- _Tasks to perform_:
a: In the Serverless API page below, rewrite as a bulleted list the paragraph beginning "Serverless API (ComfyUI) lets you turn", keeping its main facts.
b: Carry the Serverless API page below forward from its final line, keeping its style.

- _Extract to read_:
Skip to main content
Serverless API (ComfyUI) lets you turn a cloud-saved ComfyUI workflow into a callable, scalable endpoint (a Deployment). You deploy a workflow once, then your application calls that deployment by deployment_id using an async queue API (submit → get request_id → poll status/result, or receive updates via webhooks).

What you get

With Serverless API (ComfyUI) you can:
  • Deploy a workflow as an API, no infra to manage (RunComfy handles containerization + GPU orchestration)
  • Choose hardware per deployment (GPU/VRAM tier) and change it later if requirements evolve
  • Autoscale with explicit knobs (min/max instances, queue threshold, keep-warm duration)
  • Version workflows safely (deployments are pinned to a workflow version; upgrades are explicit and reversible)
  • Integrate in production with webhooks and the instance proxy for advanced operations

Key objects

  • Workflow (cloud-saved): a ComfyUI workflow packaged together with its runtime (nodes, models, dependencies).
  • Workflow version: each Cloud Save creates an immutable version (like a container image snapshot).

- _Supplied records_:
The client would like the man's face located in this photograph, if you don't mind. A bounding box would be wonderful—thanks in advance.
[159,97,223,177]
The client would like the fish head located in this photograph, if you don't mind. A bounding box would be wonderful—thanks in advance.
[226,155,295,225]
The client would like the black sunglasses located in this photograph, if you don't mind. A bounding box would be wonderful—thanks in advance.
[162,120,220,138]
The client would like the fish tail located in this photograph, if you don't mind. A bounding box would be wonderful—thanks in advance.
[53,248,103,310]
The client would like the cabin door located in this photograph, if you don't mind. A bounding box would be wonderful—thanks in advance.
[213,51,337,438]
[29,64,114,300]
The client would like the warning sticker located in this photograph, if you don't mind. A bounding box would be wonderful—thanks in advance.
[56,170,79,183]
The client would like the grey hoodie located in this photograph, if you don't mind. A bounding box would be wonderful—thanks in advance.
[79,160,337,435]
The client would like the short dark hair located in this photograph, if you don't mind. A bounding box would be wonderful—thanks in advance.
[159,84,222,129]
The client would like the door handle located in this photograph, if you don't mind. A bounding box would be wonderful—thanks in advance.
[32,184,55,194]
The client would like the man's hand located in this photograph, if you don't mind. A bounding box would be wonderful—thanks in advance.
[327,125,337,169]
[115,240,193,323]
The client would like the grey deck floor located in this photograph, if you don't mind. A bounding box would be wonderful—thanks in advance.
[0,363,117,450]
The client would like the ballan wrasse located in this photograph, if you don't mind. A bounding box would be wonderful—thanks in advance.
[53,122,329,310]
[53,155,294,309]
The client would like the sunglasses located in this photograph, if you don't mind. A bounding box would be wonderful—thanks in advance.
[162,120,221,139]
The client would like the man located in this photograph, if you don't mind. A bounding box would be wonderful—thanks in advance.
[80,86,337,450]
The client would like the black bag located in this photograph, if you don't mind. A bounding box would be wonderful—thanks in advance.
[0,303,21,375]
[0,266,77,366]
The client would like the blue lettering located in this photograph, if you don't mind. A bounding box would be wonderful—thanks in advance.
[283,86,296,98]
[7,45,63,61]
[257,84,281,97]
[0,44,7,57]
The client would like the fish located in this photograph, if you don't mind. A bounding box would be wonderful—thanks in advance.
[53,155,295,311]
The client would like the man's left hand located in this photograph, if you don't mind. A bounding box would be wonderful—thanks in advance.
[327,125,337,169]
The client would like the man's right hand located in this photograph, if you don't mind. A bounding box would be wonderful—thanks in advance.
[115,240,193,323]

- _In response_:
a:
- Serverless API (ComfyUI) turns a cloud-saved ComfyUI workflow into a callable, scalable endpoint called a Deployment.
- A workflow is deployed once.
- The application then calls that deployment by deployment_id through an async queue API.
- The flow is: submit, get a request_id, then poll status/result or receive updates via webhooks.

b:
  • Deployment: the serverless endpoint you call (identified by deployment_id), pinned to a workflow version.
  • Request: a single async inference job against a deployment (identified by request_id).
  • Instance: a running container for a deployment that actually executes requests; instances scale up/down based on your autoscaling settings.

Typical workflow

  1. Build or customize a workflow in RunComfy’s ComfyUI Cloud.
  2. Cloud Save the workflow (creates a version).
  3. Create a Deployment (choose hardware + autoscaling).
  4. Submit inference: POST /prod/v1/deployments/{deployment_id}/inference
  5. Poll status/result (or use webhooks).
Next step: Quickstart

How this relates to the other RunComfy APIs

  • Model API: on-demand inference for hosted models/pipelines, no deployment, per-request billing, call by model_id.
  • Serverless API (LoRA): built on the same serverless deployment system, but what you deploy is a Trainer LoRA (instead of a workflow).

Alternative option: Server API (ComfyUI)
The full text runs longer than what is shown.